| DOCUMENT TEXT |
Serving a website from a Git repo without cloning it

sho · on Feb 19, 2024

> It's fairly common to use git repositories as a vehicle for serving websites. The webdev pushes their changes to some branch of a publicly available git repository

This doesn't require the git repo to be public. My go-to "day one" static website deploy strategy is to set up a git remote on some VPS, point nginx at its public html folder, then "deploy" to that with a git push, authed by ssh key.

You'd be surprised how far you can get with simple tricks like this. I served about the first 6 months of what would become a multi-hundred-million company with this hilariously simple setup running on a $20/m DO VPS.

geek_at · on Feb 19, 2024

I do the same. My blog on a 9€/mo Contabo VPS survived multiple HN/Reddit hugs.

Lateley I've been playing with more configuration options like I have two servers configured behind a load balancer but with a heavy focus on server 1. Only if the response time of server 1 is under 500ms, server two is used, which hosts an almost identical site but with ads. So under normal circumstances nobody will see ads on my blog unless I get a huge spike (more than 600 concurrent users ususall)

p4bl0 · on Feb 19, 2024

I've been publishing my personal web page like this for more than 15 years now (the repos log history goes back to early 2009). I use a post-update hook that makes sure on each push that the working directory is on par with the master branch (so that things that are pushed to other branches aren't made public) and then the public site is rebuilt (using a Makefile and custom scripts making heavy use of xml2, 2xml, sed, and the coreutils, but that's another story).

I can see why the author of the linked blog post would want to serve directly from the Git repository: it's fun. But I agree that it seems uselessly inefficient compared to (re)generating a static version of the site only when changes occur.

If there is no processing needed like in the case of the blog post, a simple post-update hook can easily do the trick: go to the public directory served by the web server, then set the GIT_DIR environment variable to point to the .git directory of your repository, then execute the command `git checkout main-branch -- .` to get all the static files out of the repository). This would then have the exact same external behavior as what is proposed in the linked blog post, but will be way more efficient (except of course if you have no visitors and update your website very very often).

qudat · on Feb 19, 2024

Oh I really like that idea!

Over at pico.sh we are trying to make it dead simple to host N static sites using common tools: rsync, scp, and sftp.

https://pgs.sh

It really should be as simple as you are describing!

supriyo-biswas · on Feb 19, 2024

This approach is fine for static websites, but for web applications you should probably block requests to /.git so that people can’t clone your application off of the web.

p4bl0 · on Feb 19, 2024

The .git directory doesn't necessarily need to be in the public directory at all.

ozim · on Feb 19, 2024

It is always good reminder anyway to tell people to either make public dir not root of repo or block .git.

quectophoton · on Feb 19, 2024

If anyone wants to read more about this, search for `GIT_DIR` and `GIT_WORK_TREE` environment variables.

| EXTRACTED ENTRIES |
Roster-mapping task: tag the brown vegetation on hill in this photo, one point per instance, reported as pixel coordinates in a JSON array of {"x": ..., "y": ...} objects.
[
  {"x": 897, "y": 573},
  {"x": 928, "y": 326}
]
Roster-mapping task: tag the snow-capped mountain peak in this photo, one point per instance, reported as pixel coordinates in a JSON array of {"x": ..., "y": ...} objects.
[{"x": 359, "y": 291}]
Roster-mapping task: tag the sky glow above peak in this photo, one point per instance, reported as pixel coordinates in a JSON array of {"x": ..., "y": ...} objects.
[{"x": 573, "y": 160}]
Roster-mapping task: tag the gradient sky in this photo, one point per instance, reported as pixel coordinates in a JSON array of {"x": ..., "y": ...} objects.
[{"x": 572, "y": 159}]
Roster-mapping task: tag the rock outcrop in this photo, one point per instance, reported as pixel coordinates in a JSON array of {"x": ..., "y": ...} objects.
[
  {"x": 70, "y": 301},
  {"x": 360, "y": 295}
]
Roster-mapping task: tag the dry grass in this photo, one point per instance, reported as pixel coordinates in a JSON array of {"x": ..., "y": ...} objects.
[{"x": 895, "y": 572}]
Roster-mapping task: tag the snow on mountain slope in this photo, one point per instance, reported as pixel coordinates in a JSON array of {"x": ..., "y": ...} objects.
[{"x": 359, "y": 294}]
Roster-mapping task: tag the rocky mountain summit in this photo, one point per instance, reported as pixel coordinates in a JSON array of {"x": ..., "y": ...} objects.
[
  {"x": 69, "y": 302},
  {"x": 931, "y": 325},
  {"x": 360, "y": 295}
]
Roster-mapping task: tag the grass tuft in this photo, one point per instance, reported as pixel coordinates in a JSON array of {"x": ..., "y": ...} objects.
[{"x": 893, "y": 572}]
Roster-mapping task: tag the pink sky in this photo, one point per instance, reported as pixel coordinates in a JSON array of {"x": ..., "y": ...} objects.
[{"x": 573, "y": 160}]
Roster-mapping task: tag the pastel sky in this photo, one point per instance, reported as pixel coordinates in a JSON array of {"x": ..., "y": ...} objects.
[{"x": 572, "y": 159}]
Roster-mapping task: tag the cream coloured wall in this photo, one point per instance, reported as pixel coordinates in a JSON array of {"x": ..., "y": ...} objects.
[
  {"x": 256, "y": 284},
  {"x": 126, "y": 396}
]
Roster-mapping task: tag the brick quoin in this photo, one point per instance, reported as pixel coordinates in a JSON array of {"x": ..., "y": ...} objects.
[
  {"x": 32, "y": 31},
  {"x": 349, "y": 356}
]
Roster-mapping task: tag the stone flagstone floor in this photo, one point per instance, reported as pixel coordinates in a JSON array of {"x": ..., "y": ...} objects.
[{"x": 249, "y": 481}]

| TASK LIST |
A: Answer these questions using the thread about serving a website from a Git repo:
(i) What monthly cost does sho give for the DO VPS?
(ii) For how many years has p4bl0 been publishing a personal web page this way?
(iii) Which two environment variables does quectophoton suggest searching for?
B: Retype the passage of the thread about serving a website from a Git repo between "I can see why" and "very very often).", inclusive.

| ANSWER SET |
A:
(i) $20/m
(ii) More than 15 years
(iii) `GIT_DIR` and `GIT_WORK_TREE`

B:
I can see why the author of the linked blog post would want to serve directly from the Git repository: it's fun. But I agree that it seems uselessly inefficient compared to (re)generating a static version of the site only when changes occur.

If there is no processing needed like in the case of the blog post, a simple post-update hook can easily do the trick: go to the public directory served by the web server, then set the GIT_DIR environment variable to point to the .git directory of your repository, then execute the command `git checkout main-branch -- .` to get all the static files out of the repository). This would then have the exact same external behavior as what is proposed in the linked blog post, but will be way more efficient (except of course if you have no visitors and update your website very very often).